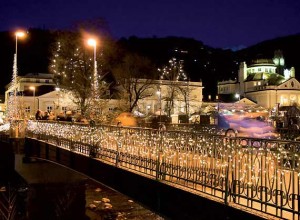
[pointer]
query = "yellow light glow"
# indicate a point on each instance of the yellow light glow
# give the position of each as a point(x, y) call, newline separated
point(92, 42)
point(20, 33)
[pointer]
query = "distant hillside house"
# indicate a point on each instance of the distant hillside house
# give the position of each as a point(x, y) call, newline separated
point(37, 91)
point(265, 81)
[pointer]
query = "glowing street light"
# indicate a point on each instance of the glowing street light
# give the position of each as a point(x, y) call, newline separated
point(33, 90)
point(93, 43)
point(19, 34)
point(57, 89)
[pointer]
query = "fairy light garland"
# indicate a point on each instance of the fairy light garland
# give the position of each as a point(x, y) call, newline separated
point(253, 167)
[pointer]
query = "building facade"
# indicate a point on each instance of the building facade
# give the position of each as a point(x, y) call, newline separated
point(266, 82)
point(38, 92)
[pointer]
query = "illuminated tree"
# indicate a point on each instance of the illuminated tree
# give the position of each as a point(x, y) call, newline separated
point(134, 76)
point(72, 64)
point(173, 73)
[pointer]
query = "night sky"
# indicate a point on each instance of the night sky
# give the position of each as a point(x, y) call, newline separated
point(217, 23)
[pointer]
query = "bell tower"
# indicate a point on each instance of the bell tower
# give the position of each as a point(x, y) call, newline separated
point(279, 61)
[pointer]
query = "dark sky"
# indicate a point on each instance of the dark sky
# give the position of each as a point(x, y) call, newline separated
point(218, 23)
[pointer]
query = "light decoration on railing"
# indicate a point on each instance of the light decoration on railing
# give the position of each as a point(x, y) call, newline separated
point(267, 163)
point(5, 127)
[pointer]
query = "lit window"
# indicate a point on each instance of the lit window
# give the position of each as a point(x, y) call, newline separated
point(27, 109)
point(49, 108)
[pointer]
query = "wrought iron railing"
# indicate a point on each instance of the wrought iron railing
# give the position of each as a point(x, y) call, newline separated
point(258, 174)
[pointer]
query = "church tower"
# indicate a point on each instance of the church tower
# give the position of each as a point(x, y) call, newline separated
point(279, 62)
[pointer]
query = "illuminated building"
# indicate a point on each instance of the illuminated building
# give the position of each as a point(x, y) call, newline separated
point(266, 82)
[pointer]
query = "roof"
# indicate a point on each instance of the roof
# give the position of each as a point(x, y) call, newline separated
point(271, 78)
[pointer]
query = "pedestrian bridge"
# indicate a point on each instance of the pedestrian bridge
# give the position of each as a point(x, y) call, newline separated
point(257, 176)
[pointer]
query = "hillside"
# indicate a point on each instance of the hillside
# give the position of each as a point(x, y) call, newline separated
point(201, 62)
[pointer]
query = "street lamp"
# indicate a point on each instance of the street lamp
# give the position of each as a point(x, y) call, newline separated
point(93, 43)
point(33, 90)
point(160, 107)
point(57, 89)
point(19, 34)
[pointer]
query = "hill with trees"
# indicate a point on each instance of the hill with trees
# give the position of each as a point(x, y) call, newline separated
point(201, 62)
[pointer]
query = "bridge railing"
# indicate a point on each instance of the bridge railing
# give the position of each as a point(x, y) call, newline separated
point(258, 174)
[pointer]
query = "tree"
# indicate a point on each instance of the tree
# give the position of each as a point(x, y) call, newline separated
point(134, 77)
point(72, 64)
point(173, 72)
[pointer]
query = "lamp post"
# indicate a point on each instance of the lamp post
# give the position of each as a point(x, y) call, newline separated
point(19, 34)
point(57, 89)
point(33, 91)
point(238, 96)
point(159, 96)
point(93, 43)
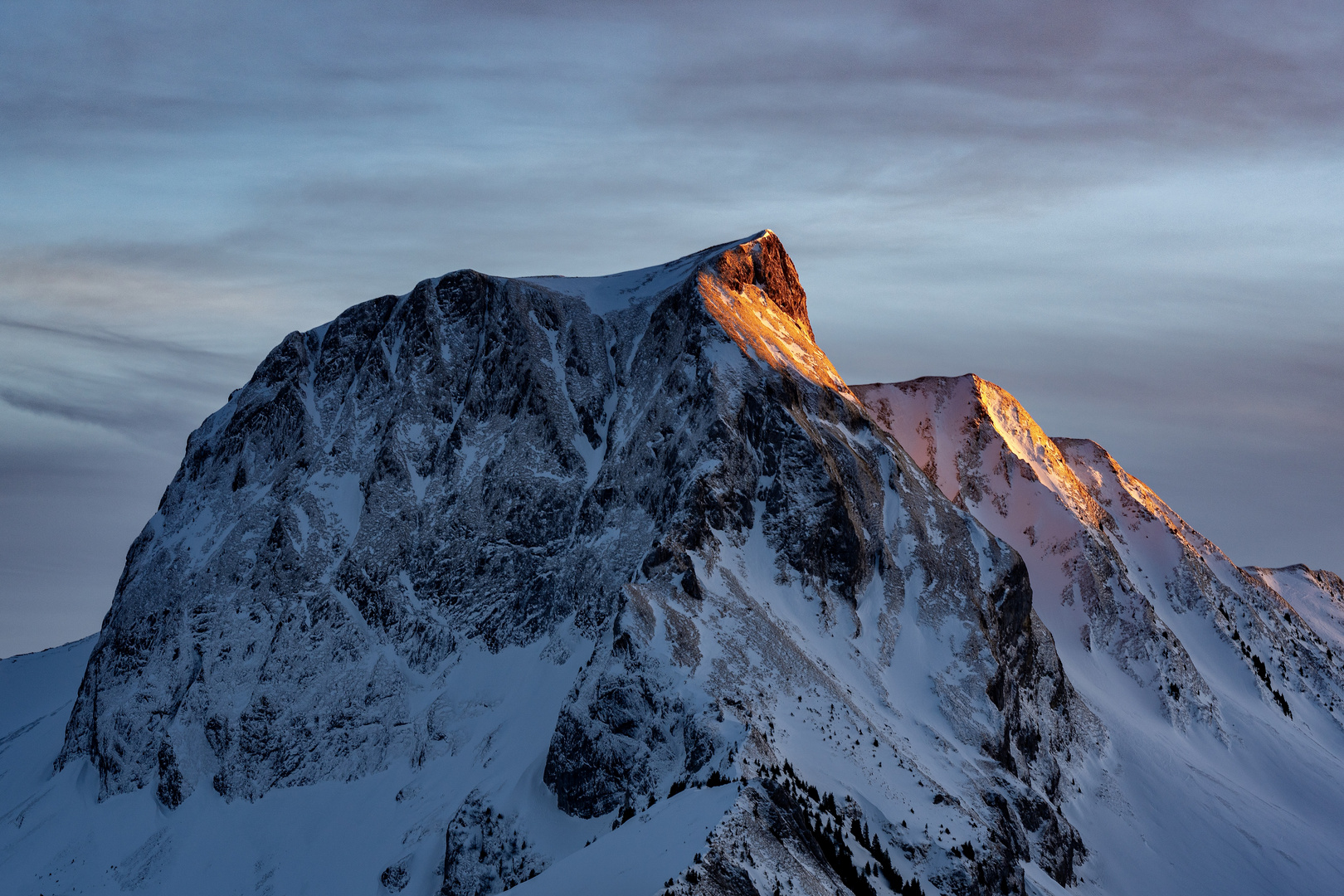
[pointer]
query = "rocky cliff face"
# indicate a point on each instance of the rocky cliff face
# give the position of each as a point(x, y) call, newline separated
point(657, 470)
point(1110, 563)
◇ ◇ ◇
What you have to do
A word-for-word copy of the records is required. Leave out every picture.

Written answer
[pointer]
query = "yellow light glow"
# indicate a point on each instance of the yellow light glow
# give the position of each as a point(x, y) call, newline separated
point(92, 42)
point(20, 33)
[pointer]
query = "distant hillside house"
# indicate a point on each instance of the distant hillside house
# give the position of each as a point(x, y) call, newline separated
point(37, 91)
point(265, 81)
[pointer]
query = "glowing street light"
# indicate a point on each instance of the glowing street light
# give the position of each as a point(x, y) call, newline separated
point(33, 90)
point(93, 43)
point(19, 34)
point(57, 89)
[pointer]
query = "fairy light garland"
# indicate a point on each instance of the fairy light garland
# give the position of each as a point(x, y) call, newline separated
point(253, 167)
[pointer]
query = "building facade"
# indicate a point on each instance of the building facade
# give the position of each as a point(x, y) call, newline separated
point(266, 82)
point(38, 92)
[pointer]
query = "illuminated tree"
# indicate a point on each instance of the illuminated tree
# give the position of each as a point(x, y) call, newline separated
point(134, 76)
point(72, 64)
point(173, 73)
[pointer]
query = "night sky"
# indicate a point on each instance of the night sky
# give the position of each as a point(x, y) call, newline separated
point(217, 23)
[pointer]
query = "bell tower"
# indicate a point on each instance of the bell tower
# give the position of each as a point(x, y) call, newline separated
point(279, 61)
[pointer]
query = "dark sky"
# indicate a point on each instance of the dark sky
# give the position of each as a point(x, y) call, newline separated
point(218, 23)
[pointer]
query = "light decoration on railing"
# indicate a point on each instance of the light decoration on railing
# give the position of each as a point(x, y) call, newline separated
point(267, 163)
point(5, 127)
[pointer]
query = "lit window"
# indicate a point on each instance of the lit window
# give the position of each as a point(x, y) call, newline separated
point(27, 109)
point(49, 108)
[pointer]
query = "wrought iron railing"
# indicate a point on each instance of the wrought iron railing
# give the position of each as a point(x, y) call, newline separated
point(258, 174)
[pointer]
query = "church tower"
# indicate a point on each instance of the church tower
# give the position of each as a point(x, y) call, newline separated
point(279, 62)
[pointer]
query = "illuminated building"
# indicate a point on each instance of the illuminated building
# give the position of each as a point(x, y) call, newline separated
point(266, 82)
[pointer]
query = "roof"
# indicate a point on each instance of the roof
# give the position of each as a point(x, y) call, newline separated
point(271, 78)
[pointer]
query = "pedestrian bridge"
# indicate a point on each instance of the pedestrian bridge
# give the position of each as a point(x, y) call, newline separated
point(257, 176)
[pointer]
query = "hillside"
# indicate a point on each instance of the hillside
# give the position of each as a point(x, y) call, newline separated
point(201, 62)
[pointer]
query = "street lamp"
# indicate a point on each instance of the street lamp
# give the position of each as a point(x, y) call, newline separated
point(93, 43)
point(33, 90)
point(160, 107)
point(57, 89)
point(19, 34)
[pointer]
query = "hill with trees"
# indicate a point on each instance of the hill with trees
# give the position of each as a point(x, y) call, newline separated
point(201, 62)
[pointer]
query = "bridge railing"
# indicate a point on each instance of the bridge railing
# give the position of each as a point(x, y) call, newline separated
point(258, 174)
[pointer]
query = "tree"
# indicate a point on each instance of the tree
# give the position of each as a point(x, y) call, newline separated
point(134, 77)
point(72, 64)
point(173, 72)
[pointer]
query = "lamp post"
# indicate a point on each instance of the lamp post
# give the position of each as a point(x, y) call, newline separated
point(19, 34)
point(57, 89)
point(33, 91)
point(238, 96)
point(159, 96)
point(93, 43)
[pointer]
query = "rocky cliff face"
# indicate a point on each instance of the rocky cliff face
# give the position of each as a point(x, y) call, newline separated
point(657, 470)
point(1110, 563)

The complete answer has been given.